→ Extracted text:
It was akin to a warning flash, a reminder of who lays claim to natural resources and the role that state ideology plays in necessitating, and even inviting, our resilience against disaster. As a term in increasing use – and happily claimed as a buzzword by politicians, banks and corporations, Mark Neocleous notes in Radical Philosophy that “Resilience is by definition against resistance”. Here in Somerset, and everywhere that extreme weather events occur, we need a critical eye on the response – not only that of the local community but of wider governance. What are we failing to resist? Who benefits from our resilience?

In a continuation of the project, Weather Station (Part II) will see the orb travel around the South West in summer 2016, gathering new encounters with artists. As I left the gallery, the breeze picked up, and the ‘Weather Station’ tugged, gently, at her tethers.

 

Weather Station (part1) reviewed by the wonderful Rowan Lear and published in contemporary art magazine This is Tomorrow

A new step towards an ecological rhetoric – Review by Martyn Windsor

Weather Station (Part 1) marks a new step towards an ecological rhetoric; one in which our tangential relationship to nature can be made visible. The works demand a distinct awareness of humanity’s reciprocal influence on climatic conditions, functioning as a wider metaphor for viewing the Earth as a whole system. In addition to these global issues, it solicits the audience’s living memories of the severe flooding that effected Somerset in 2014. As a result, the audience’s perspective is drawn from the local, to the climatic and back again in an exhibition that is disorienting, yet never incoherent.

→ Given information:
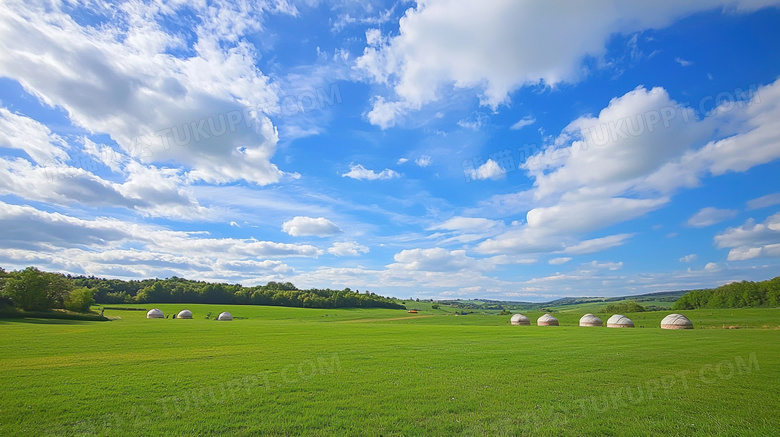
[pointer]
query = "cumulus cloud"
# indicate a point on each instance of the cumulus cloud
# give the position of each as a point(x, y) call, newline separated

→ Set problem: Reproduce the Weather Station excerpt word for word, everything from "It was akin" down to "from our resilience?". The listing above comes from a separate source, not from the Weather Station excerpt.

→ Solution:
It was akin to a warning flash, a reminder of who lays claim to natural resources and the role that state ideology plays in necessitating, and even inviting, our resilience against disaster. As a term in increasing use – and happily claimed as a buzzword by politicians, banks and corporations, Mark Neocleous notes in Radical Philosophy that “Resilience is by definition against resistance”. Here in Somerset, and everywhere that extreme weather events occur, we need a critical eye on the response – not only that of the local community but of wider governance. What are we failing to resist? Who benefits from our resilience?